───── ENTRIES SUPPLIED ─────

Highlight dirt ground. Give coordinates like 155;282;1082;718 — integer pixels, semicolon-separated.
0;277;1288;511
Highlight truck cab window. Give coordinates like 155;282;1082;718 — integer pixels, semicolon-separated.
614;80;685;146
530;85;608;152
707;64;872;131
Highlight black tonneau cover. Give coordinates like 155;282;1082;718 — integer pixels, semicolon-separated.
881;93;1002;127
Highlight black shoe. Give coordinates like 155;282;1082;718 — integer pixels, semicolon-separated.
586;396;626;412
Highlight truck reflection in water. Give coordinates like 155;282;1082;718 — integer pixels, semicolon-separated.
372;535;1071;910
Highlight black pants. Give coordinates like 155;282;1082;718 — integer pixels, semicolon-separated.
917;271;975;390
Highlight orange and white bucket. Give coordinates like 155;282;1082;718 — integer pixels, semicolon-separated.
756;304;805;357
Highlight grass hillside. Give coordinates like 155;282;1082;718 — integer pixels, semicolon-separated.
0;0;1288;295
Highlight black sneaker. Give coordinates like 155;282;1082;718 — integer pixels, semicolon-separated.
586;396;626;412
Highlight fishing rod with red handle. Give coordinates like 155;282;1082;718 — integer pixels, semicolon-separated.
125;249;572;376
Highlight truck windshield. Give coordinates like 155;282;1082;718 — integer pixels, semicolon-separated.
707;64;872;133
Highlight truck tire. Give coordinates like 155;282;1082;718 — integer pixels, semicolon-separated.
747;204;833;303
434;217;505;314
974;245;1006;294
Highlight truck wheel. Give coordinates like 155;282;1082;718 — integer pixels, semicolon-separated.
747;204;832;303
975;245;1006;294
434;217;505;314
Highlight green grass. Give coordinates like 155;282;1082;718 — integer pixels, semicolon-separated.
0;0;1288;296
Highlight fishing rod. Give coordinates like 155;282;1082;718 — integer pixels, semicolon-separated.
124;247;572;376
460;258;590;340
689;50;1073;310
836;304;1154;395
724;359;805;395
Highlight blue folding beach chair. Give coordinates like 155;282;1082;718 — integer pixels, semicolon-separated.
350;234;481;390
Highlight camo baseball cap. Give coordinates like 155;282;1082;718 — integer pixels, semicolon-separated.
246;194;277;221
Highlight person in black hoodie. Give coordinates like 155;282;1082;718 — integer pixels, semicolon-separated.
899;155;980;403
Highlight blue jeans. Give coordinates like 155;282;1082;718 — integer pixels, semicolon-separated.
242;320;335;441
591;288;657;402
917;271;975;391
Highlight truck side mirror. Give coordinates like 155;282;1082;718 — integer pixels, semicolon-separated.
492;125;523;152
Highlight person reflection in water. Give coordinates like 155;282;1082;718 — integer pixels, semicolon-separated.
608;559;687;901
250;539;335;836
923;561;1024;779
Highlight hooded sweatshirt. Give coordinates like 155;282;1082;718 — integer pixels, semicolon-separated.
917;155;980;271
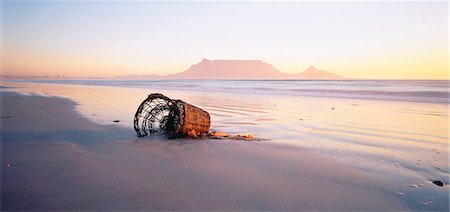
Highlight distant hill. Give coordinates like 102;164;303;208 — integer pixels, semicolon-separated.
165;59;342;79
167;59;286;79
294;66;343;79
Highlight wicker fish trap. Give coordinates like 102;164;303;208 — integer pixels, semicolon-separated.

─────
───── ENTRIES SUPPLIED ─────

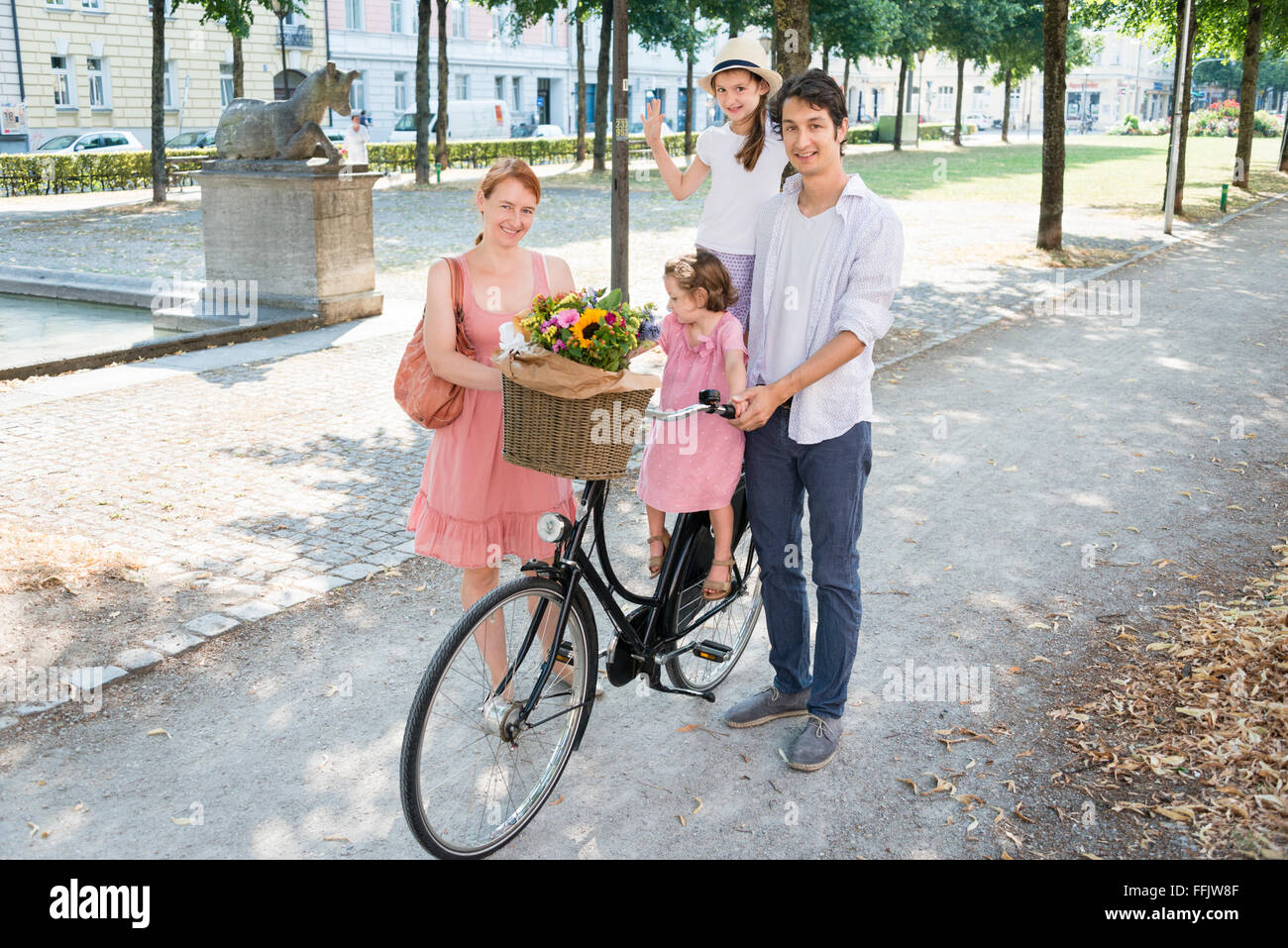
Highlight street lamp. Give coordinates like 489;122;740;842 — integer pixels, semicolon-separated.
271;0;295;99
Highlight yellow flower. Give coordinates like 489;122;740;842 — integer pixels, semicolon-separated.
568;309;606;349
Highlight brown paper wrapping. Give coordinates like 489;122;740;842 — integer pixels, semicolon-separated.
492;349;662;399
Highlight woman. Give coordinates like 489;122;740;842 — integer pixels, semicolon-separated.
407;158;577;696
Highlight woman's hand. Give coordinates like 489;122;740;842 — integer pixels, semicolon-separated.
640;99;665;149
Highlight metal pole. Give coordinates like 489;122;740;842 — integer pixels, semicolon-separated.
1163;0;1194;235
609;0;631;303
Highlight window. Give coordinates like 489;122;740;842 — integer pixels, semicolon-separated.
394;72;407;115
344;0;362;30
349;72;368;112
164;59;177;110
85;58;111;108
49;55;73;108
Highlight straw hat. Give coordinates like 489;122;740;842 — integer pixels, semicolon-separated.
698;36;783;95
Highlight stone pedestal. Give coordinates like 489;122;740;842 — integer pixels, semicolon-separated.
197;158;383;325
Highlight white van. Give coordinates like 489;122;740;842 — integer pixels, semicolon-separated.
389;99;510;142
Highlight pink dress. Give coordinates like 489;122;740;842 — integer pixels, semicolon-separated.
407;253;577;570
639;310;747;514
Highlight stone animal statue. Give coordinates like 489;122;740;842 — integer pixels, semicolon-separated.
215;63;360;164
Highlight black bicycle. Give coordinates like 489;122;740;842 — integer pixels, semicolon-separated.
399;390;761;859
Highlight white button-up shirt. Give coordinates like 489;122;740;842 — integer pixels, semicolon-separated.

─────

### EXERCISE AIM
Put the lines from the one containing "Highlight truck wheel." through the one containing "917;155;980;271", both included, into a numbered list, omitting any blank lines.

### RESULT FOR THIS EXERCISE
1. Highlight truck wheel. Give coordinates like 155;282;1082;718 — integer pixels, semicolon-separated.
2. 747;204;832;303
3. 975;245;1006;294
4. 434;217;505;314
5. Highlight green grass. Give coordinates like 155;282;1082;718 — integer pixels, semicolon-separated.
6. 0;0;1288;296
7. Highlight fishing rod. Give coordinates like 155;282;1082;718 — integer pixels, semicolon-separated.
8. 124;247;572;376
9. 460;258;590;340
10. 689;50;1073;310
11. 836;304;1154;395
12. 724;359;805;395
13. Highlight blue folding beach chair. Give coordinates like 155;282;1082;718 — integer pixels, semicolon-separated.
14. 350;234;481;390
15. Highlight camo baseball cap. Give coordinates like 155;282;1082;718 — integer pixels, semicolon-separated.
16. 246;194;277;221
17. Highlight person in black hoodie. Give coordinates like 155;282;1082;718 — integer pixels, semicolon-separated.
18. 899;155;980;403
19. Highlight blue jeans. Give coordinates like 155;282;1082;718 — integer pixels, semicolon-separated.
20. 242;320;335;441
21. 591;288;657;402
22. 917;271;975;391
23. Highlight truck side mirror. Give coordinates like 155;282;1082;718 — integer pixels, semicolon-separated.
24. 492;125;523;152
25. Highlight person reflection in water. Give coordinates like 155;282;1082;718 — integer pixels, semicolon-separated.
26. 608;559;687;901
27. 250;539;335;836
28. 923;561;1024;779
29. Highlight hooded sweatshirt. Give coordinates like 155;282;1082;718 — integer pixels, semicolon-separated.
30. 917;155;980;271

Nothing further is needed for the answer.